JOB – Retype the material below word for word, leaving out the picture.

DATA FOR THIS EXERCISE –

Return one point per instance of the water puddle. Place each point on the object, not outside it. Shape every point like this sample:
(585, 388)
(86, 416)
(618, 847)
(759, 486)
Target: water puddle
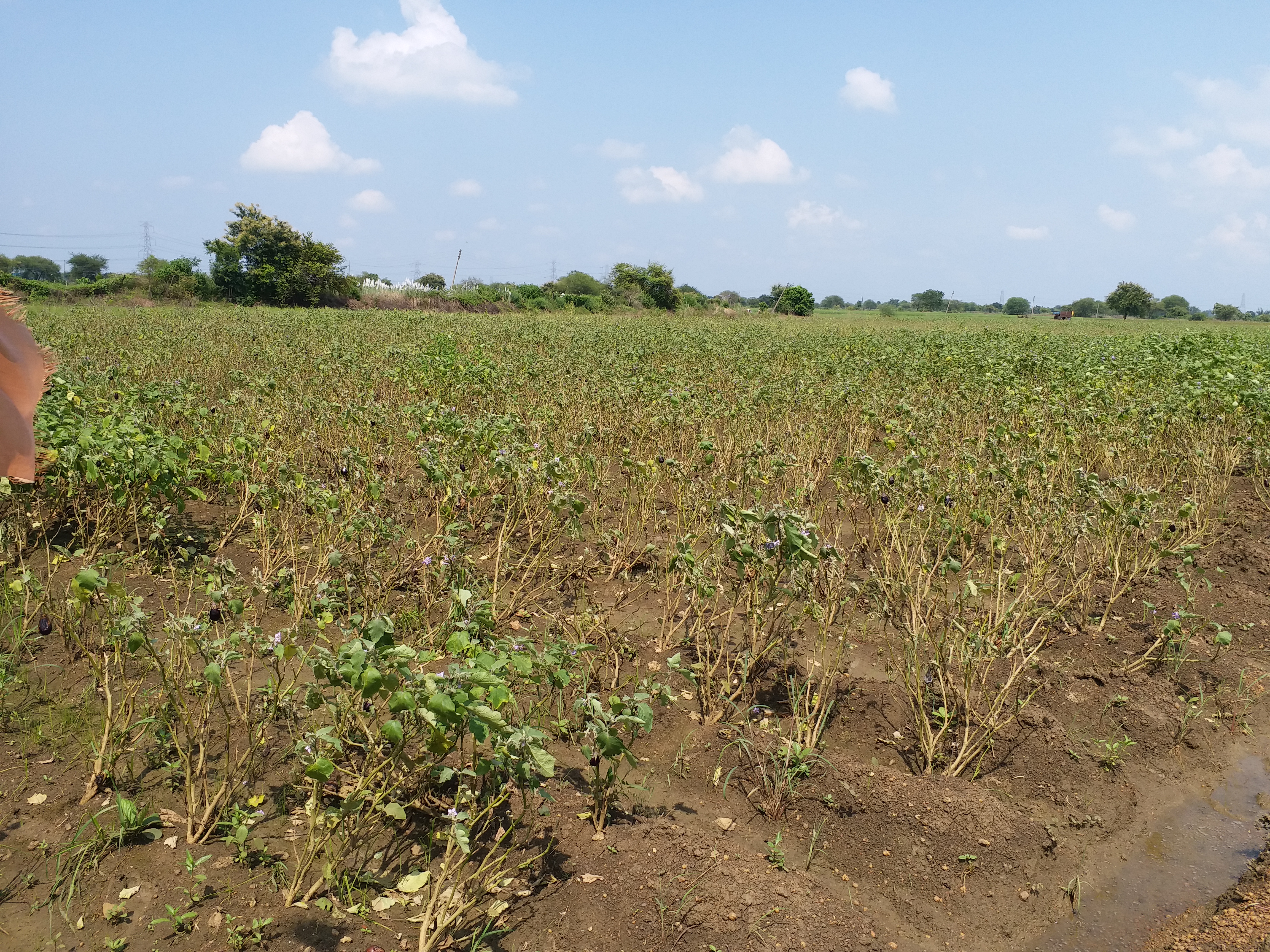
(1193, 852)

ANSWER BELOW –
Return one point per instance of the water puddle. Place each point on the object, not outside it. Shape every point like this sample:
(585, 388)
(86, 416)
(618, 847)
(759, 486)
Target: water puddle
(1193, 852)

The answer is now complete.